##### Estratto fornito

La prima volta che mi capitò di sentire una canzone di Zemfira fu dall'autoradio del taxi che mi spostava alla velocità di alcuni metri all'ora tra i colossali ingorghi del centro di Mosca. Era l'anno 1999. Lì per lì non ci feci molto caso. Un pezzo gradevole, va bene, ma niente di più. Sennonché, mi accorsi che quella canzone chissà perché mi era rimasta in mente. Chi era quel gruppo russo che cantava quel brano dal suono così "occidentale", melodico e teso al tempo stesso, con una vocalist femmina in grado di dare alla propria voce coloriture insieme vellutate e decise, potenti e delicate, e con quel testo che trattava con disincantato lirismo dei minimi fatti della vita e dei sogni di una ragazza russa qualunque, persa in una Mosca fradicia e per niente ospitale? Eppoi ricordo che mi colpì la pausa prima del finale, dove, sull'unico suono rimasto, quello delle tastiere, il chorus che andava poi a sfumare era introdotto da una rullata commoventemente simile a quella di "Pride (In The Name Of Love)", proprio nella versione primigenia di "The Unforgettable Fire". Com'è mia abitudine quando sento una musica che attira la mia attenzione, presi a raccogliere indizi.

Non ci misi molto a sapere. Il pezzo si chiamava "Arivederci", nella traslitterazione russa scritto proprio così, mancante di un'erre. E si trattava non di un gruppo, bensì di una cantante, Zemfira Ramazanova, nata a Ufa, città industrial-petrolifera russa alle porte degli Urali, il 26 agosto 1976. In realtà, come mi resi conto di lì a poco, la frequenza con cui in quei mesi ovunque in Russia era possibile udire quel brano, insieme a due o tre altri tratti dal medesimo album opera prima e omonima dell'artista, era la tangibile testimonianza di un fenomeno nascente in Russia: la zemfiromania dilagava ogni giorno di più.

##########

Compiti da svolgere:
A. Ricopia il testo su Zemfira da "Non ci misi" a "giorno di più.".
B. Nel testo su Zemfira, elenca gli aggettivi usati per descrivere le coloriture che la cantante sa dare alla propria voce.
L'elenco non ha alcun legame con il testo su Zemfira.

##### Dati forniti

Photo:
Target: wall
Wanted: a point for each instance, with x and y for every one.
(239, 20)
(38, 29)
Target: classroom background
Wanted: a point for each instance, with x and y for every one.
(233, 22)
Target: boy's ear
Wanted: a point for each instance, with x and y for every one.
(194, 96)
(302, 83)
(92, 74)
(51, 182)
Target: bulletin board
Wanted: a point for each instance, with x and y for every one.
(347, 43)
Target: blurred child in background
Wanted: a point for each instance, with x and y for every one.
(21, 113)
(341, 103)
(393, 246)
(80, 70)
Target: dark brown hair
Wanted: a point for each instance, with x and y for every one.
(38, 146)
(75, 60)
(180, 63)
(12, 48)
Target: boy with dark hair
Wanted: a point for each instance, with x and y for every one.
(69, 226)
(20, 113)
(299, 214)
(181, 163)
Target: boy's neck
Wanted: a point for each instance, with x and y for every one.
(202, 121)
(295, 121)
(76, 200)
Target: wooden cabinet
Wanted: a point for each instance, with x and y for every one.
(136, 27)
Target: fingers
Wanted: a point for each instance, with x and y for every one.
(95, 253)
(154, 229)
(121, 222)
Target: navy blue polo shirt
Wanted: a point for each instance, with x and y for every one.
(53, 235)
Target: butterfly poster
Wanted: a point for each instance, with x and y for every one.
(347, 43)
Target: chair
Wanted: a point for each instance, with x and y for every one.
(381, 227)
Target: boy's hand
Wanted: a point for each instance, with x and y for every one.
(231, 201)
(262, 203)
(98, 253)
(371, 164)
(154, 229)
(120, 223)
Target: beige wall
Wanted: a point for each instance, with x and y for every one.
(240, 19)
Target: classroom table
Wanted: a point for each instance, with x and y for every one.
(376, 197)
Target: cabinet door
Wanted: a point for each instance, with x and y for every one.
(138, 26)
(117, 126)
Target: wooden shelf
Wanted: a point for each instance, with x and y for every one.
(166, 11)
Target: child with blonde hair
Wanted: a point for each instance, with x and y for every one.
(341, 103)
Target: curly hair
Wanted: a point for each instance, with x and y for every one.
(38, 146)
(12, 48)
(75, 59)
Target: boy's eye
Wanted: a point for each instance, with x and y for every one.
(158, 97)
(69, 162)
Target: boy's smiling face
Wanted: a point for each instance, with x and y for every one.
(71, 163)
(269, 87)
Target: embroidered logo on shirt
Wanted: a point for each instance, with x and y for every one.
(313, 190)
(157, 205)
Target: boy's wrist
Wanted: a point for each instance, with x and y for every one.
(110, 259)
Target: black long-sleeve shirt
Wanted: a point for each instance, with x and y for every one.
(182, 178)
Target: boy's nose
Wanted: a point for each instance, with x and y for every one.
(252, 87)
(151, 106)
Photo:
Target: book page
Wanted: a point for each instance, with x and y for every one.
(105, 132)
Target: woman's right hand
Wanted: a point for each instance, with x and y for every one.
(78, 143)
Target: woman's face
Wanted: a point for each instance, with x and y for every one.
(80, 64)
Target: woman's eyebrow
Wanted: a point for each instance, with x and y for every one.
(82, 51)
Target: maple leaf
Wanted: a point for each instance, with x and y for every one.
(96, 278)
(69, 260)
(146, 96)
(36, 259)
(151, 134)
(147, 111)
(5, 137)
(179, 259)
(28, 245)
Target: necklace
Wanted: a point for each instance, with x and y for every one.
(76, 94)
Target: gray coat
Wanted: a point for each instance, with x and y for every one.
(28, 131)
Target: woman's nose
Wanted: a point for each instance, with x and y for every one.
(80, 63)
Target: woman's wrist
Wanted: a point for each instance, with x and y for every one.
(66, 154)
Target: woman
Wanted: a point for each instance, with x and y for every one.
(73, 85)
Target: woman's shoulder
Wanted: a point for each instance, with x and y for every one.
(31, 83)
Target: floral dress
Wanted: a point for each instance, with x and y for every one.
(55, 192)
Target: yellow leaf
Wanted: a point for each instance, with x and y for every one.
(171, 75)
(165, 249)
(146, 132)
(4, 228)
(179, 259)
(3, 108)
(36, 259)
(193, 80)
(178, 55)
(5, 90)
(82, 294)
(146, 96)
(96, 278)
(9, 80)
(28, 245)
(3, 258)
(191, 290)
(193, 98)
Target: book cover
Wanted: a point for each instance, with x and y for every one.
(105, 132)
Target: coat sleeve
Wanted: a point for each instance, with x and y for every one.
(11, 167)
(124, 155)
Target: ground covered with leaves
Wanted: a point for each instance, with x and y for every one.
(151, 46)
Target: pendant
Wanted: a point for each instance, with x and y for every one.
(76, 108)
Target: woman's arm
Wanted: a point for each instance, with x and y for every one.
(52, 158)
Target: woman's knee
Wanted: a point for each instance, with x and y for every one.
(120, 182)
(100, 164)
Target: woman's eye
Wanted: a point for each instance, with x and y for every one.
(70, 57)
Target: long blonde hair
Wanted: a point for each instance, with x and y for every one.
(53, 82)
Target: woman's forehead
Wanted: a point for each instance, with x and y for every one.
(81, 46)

##########

Risposte ai compiti:
A.
Non ci misi molto a sapere. Il pezzo si chiamava "Arivederci", nella traslitterazione russa scritto proprio così, mancante di un'erre. E si trattava non di un gruppo, bensì di una cantante, Zemfira Ramazanova, nata a Ufa, città industrial-petrolifera russa alle porte degli Urali, il 26 agosto 1976. In realtà, come mi resi conto di lì a poco, la frequenza con cui in quei mesi ovunque in Russia era possibile udire quel brano, insieme a due o tre altri tratti dal medesimo album opera prima e omonima dell'artista, era la tangibile testimonianza di un fenomeno nascente in Russia: la zemfiromania dilagava ogni giorno di più.

B. vellutate, decise, potenti, delicate